▶ Goal: Filter the location labeling records below, copying out every line that contains the word "kitchen".

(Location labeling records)
[START]

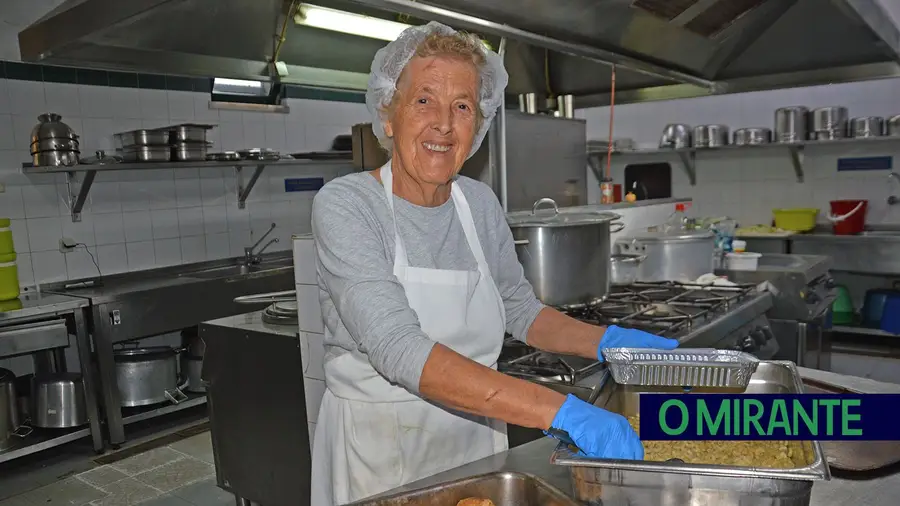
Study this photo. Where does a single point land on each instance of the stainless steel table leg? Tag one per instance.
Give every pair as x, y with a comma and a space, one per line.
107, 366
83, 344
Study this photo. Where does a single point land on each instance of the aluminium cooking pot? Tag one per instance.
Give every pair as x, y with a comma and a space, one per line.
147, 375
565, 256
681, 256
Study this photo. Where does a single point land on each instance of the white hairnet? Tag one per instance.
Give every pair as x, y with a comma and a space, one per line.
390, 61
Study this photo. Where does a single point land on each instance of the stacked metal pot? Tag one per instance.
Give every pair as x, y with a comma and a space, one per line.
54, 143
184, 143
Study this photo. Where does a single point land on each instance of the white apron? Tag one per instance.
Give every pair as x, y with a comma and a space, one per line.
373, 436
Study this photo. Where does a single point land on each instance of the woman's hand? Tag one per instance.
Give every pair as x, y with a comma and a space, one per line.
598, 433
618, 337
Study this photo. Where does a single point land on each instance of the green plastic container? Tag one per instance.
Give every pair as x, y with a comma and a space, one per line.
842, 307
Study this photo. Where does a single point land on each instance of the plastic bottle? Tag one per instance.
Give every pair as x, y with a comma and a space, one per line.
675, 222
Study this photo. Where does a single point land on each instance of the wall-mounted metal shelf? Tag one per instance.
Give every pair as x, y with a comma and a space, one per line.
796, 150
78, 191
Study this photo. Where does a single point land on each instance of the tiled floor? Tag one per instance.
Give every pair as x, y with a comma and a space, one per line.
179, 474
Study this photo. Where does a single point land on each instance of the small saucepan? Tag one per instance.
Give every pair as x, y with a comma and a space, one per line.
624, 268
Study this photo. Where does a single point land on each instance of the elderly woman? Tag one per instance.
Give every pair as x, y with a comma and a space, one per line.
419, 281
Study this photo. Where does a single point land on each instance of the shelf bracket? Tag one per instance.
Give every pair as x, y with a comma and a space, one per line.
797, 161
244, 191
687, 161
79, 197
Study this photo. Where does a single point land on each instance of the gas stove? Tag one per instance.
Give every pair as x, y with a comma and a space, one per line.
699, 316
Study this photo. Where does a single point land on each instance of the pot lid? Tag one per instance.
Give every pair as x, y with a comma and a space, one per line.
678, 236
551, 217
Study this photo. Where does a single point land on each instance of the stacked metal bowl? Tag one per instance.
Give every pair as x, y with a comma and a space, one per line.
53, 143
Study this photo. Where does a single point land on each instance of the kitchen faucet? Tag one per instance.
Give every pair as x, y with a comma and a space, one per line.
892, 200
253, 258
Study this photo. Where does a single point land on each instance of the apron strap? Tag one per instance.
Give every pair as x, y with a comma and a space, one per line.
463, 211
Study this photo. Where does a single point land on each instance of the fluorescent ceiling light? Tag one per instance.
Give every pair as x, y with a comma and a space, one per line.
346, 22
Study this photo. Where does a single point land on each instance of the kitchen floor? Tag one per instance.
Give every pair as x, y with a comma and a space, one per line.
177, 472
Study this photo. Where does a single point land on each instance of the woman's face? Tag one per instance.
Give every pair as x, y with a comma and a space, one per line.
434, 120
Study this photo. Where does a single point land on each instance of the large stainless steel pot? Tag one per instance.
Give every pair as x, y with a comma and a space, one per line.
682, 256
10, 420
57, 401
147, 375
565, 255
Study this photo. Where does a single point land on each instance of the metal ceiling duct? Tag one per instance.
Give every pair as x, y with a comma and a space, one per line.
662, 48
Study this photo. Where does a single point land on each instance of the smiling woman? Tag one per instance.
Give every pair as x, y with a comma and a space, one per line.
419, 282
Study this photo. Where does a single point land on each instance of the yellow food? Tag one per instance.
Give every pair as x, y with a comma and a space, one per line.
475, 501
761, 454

[END]
[START]

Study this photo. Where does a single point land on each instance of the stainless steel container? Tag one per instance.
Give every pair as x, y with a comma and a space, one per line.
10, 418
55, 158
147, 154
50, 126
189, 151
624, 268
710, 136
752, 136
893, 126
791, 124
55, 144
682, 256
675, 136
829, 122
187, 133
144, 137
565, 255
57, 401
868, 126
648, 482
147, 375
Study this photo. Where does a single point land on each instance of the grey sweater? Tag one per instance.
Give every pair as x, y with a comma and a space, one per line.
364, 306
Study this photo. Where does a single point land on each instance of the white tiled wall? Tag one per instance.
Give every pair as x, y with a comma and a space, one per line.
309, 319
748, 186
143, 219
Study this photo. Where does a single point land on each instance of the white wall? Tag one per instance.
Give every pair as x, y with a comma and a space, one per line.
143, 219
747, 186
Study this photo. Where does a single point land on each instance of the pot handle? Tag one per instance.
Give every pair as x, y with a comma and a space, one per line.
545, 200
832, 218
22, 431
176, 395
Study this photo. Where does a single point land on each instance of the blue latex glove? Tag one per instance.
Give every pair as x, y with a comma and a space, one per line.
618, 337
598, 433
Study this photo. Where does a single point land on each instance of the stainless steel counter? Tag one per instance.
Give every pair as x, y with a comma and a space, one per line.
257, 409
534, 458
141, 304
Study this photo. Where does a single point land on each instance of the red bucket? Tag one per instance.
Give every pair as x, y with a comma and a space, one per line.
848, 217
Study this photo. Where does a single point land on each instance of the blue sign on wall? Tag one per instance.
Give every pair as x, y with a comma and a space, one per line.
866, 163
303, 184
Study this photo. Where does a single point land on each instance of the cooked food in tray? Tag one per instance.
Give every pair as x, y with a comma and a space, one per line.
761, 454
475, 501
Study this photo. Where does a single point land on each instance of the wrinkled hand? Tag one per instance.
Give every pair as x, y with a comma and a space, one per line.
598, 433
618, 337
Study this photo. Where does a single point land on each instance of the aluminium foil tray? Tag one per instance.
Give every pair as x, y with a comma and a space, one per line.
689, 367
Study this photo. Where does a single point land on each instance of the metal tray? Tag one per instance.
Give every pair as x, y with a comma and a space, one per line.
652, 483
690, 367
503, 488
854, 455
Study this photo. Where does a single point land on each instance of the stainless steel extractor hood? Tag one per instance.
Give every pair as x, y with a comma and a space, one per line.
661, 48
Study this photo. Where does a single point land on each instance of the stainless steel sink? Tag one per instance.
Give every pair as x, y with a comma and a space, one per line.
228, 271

[END]

▶ Problem solution:
Study this photo. Where does a single point land on each instance of the kitchen faucet? Tag one per instance.
Study this photo. Where does a single point land on each instance of the kitchen floor? Tag one per instance.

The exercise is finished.